What you need to do:
The records underneath are to be repeated exactly, with the pictures left out.

[Records from a dataset]
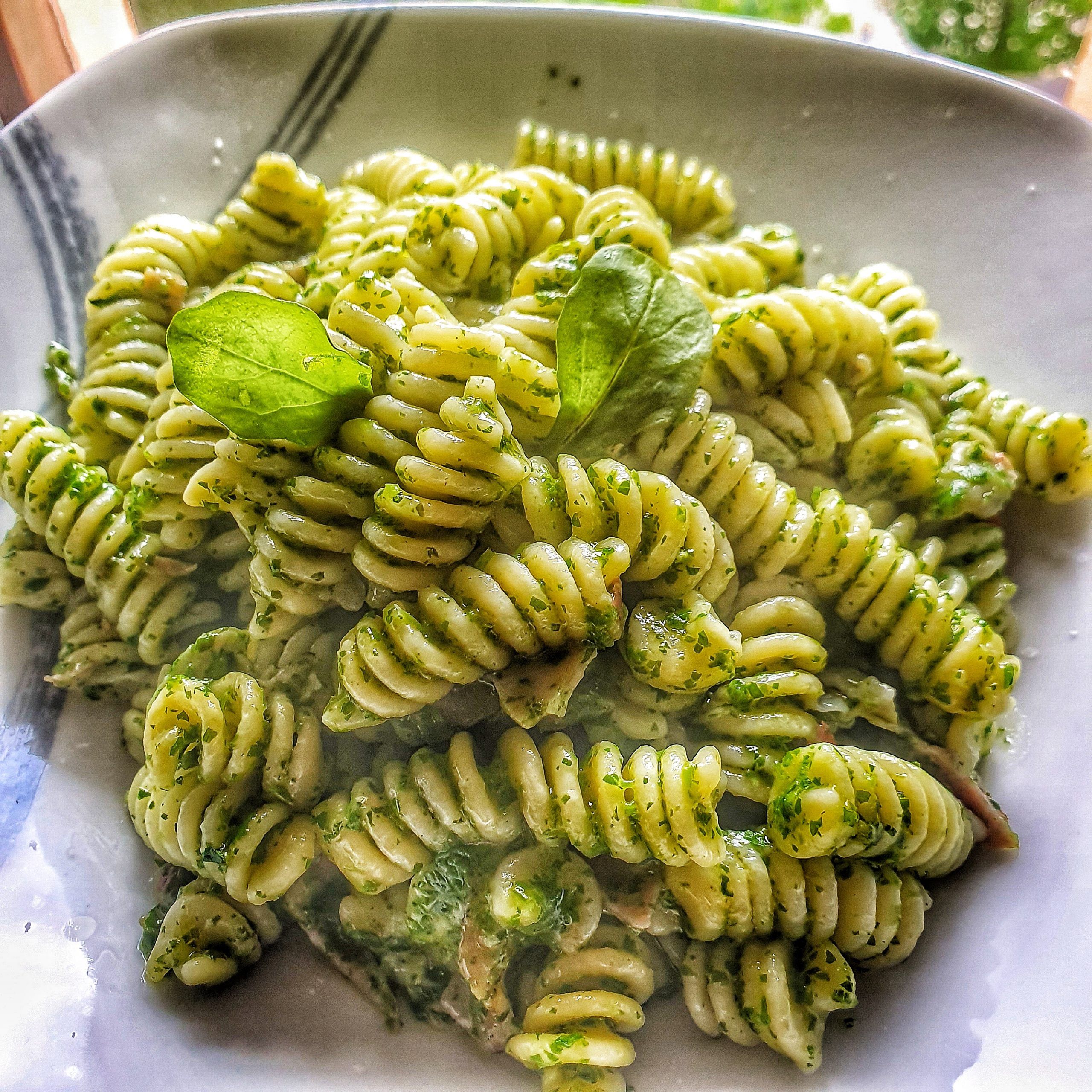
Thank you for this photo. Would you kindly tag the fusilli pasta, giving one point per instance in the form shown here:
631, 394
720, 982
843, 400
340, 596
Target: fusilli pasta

Response for this exercise:
Thank you for this photo. Would you kindly tag the fusilli pasta, giving one point per instance in the form shown here:
631, 394
720, 982
843, 400
340, 596
Target: fusilli pasta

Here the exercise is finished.